* [REQUIREMENTS]:
Rewrite the listing below with "well-known text" replaced by "WKT" everywhere it appears, leaving everything else unchanged.

* [DATA PROVIDED]:
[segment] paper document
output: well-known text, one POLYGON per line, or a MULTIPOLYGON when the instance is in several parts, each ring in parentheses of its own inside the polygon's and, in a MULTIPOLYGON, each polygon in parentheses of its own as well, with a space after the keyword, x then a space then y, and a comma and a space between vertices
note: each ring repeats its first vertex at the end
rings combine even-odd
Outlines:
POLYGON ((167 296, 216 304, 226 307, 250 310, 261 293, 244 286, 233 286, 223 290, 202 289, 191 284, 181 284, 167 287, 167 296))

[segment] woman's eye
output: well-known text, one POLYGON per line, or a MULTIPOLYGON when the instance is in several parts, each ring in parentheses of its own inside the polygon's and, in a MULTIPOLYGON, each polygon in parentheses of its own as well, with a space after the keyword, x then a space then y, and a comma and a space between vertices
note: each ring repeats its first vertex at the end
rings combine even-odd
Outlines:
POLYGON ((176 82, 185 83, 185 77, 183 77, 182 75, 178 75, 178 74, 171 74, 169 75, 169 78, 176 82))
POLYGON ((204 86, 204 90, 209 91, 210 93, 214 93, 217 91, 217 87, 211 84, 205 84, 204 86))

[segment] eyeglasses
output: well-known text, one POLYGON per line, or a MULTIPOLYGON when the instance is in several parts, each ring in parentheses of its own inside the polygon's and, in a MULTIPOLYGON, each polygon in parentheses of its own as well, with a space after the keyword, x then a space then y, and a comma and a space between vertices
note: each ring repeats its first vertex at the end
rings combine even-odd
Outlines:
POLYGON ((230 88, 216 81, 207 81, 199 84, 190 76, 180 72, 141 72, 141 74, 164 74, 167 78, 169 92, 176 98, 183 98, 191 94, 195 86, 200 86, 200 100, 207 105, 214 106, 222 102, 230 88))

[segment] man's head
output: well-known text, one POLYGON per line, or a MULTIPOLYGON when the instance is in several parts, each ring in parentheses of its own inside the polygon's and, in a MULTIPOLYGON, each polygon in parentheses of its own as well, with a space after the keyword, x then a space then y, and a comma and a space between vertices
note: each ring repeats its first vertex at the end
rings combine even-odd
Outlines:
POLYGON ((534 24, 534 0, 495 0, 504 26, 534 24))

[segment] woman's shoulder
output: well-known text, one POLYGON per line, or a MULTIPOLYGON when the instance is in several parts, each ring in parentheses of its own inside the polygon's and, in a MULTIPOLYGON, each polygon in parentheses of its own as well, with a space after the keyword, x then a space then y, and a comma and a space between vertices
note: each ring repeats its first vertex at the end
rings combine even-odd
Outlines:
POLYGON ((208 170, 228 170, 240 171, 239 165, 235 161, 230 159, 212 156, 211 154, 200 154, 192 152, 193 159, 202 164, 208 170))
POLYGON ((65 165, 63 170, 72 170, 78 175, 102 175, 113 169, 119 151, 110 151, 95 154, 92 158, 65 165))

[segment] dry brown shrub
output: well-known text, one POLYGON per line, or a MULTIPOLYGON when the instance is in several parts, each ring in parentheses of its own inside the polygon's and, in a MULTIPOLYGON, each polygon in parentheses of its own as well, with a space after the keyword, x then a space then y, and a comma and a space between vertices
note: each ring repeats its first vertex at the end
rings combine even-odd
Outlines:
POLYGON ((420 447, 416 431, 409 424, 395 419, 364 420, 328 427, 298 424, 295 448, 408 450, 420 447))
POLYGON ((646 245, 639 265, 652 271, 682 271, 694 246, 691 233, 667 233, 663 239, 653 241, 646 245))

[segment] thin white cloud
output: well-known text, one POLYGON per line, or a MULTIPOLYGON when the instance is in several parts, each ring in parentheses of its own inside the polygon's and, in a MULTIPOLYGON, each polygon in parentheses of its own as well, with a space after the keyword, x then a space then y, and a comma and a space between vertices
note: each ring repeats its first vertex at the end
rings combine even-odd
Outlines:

* [WRITTEN REPLY]:
[segment] paper document
output: WKT, one POLYGON per line, or a MULTIPOLYGON when the instance is in several parts, each ring in parentheses of its own inside the polygon's and, in a MULTIPOLYGON, each polygon in parentheses of its own as well, with a space after the keyword, x then a space then y, and a comma and a space between vertices
note: each ring repeats its first vertex at the end
rings combine even-odd
Outlines:
POLYGON ((167 296, 216 304, 226 307, 250 310, 261 293, 244 286, 233 286, 223 290, 202 289, 191 284, 181 284, 167 287, 167 296))

[segment] woman's eye
output: WKT, one POLYGON per line, or a MULTIPOLYGON when the instance is in several parts, each ring in parentheses of its own inside the polygon's and, in a MULTIPOLYGON, each polygon in parentheses of its own as well, with a space after the keyword, x then a space then y, and a comma and a space between vertices
note: each ring repeats its first vertex at the end
rings combine even-odd
Outlines:
POLYGON ((176 82, 185 83, 185 77, 183 77, 182 75, 178 75, 178 74, 171 74, 169 75, 169 78, 176 82))
POLYGON ((204 86, 204 90, 209 91, 210 93, 214 93, 217 91, 217 87, 211 84, 205 84, 204 86))

[segment] eyeglasses
output: WKT, one POLYGON per line, or a MULTIPOLYGON when the instance is in several parts, each ring in parentheses of its own inside the polygon's and, in a MULTIPOLYGON, each polygon in parentheses of its own as well, with a space after the keyword, x then a space then y, and a comma and a space between vertices
note: each ring repeats its first vertex at the end
rings combine even-odd
Outlines:
POLYGON ((230 88, 216 81, 207 81, 199 84, 190 76, 180 72, 141 72, 141 74, 164 74, 167 78, 169 92, 176 98, 183 98, 191 94, 195 86, 200 86, 200 100, 207 105, 214 106, 222 102, 230 88))

[segment] man's head
output: WKT, one POLYGON per line, or a MULTIPOLYGON when the instance is in several parts, each ring in parentheses of its own inside the polygon's and, in a MULTIPOLYGON, each polygon in parentheses of its own as well, with a space after the keyword, x then a space then y, and a comma and a space between vertices
note: each ring repeats its first vertex at the end
rings combine even-odd
Outlines:
POLYGON ((534 24, 534 0, 495 0, 504 26, 534 24))

[segment] woman's shoulder
output: WKT, one POLYGON per line, or a MULTIPOLYGON when the instance is in several parts, each ring in parentheses of its own inside the polygon's and, in a MULTIPOLYGON, each polygon in parentheses of its own as well, with a space after the keyword, x then a space then y, and a comma and a space between vertices
note: each ring repeats its first vertex at the end
rings combine even-odd
Outlines:
POLYGON ((208 170, 228 170, 240 171, 239 165, 235 161, 230 159, 212 156, 211 154, 200 154, 192 152, 193 159, 202 164, 208 170))
POLYGON ((65 165, 63 170, 72 170, 78 175, 102 175, 113 169, 119 151, 110 151, 95 154, 92 158, 65 165))

[segment] dry brown shrub
output: WKT, one POLYGON per line, or a MULTIPOLYGON when the instance is in several parts, each ring in parentheses of its own inside the polygon's and, in a MULTIPOLYGON, each polygon in parentheses of its own as well, with a space after the keyword, x then a space then y, and a comma and a space between vertices
note: each ring repeats its first vertex at the end
rings combine even-odd
Outlines:
POLYGON ((420 447, 416 431, 409 424, 395 419, 364 420, 328 427, 298 424, 295 448, 408 450, 420 447))
POLYGON ((646 245, 639 265, 652 271, 682 271, 694 246, 691 233, 667 233, 663 239, 653 241, 646 245))

[segment] thin white cloud
output: WKT, one POLYGON per line, or a MULTIPOLYGON when the instance is in several parts, each ring in parentheses of its own inside the polygon's and, in a MULTIPOLYGON, each polygon in parentheses of its own as well, with a space after the keyword, x then a space then y, and a comma and a space between vertices
note: each ring repeats its first vertex at the end
rings combine even-odd
Outlines:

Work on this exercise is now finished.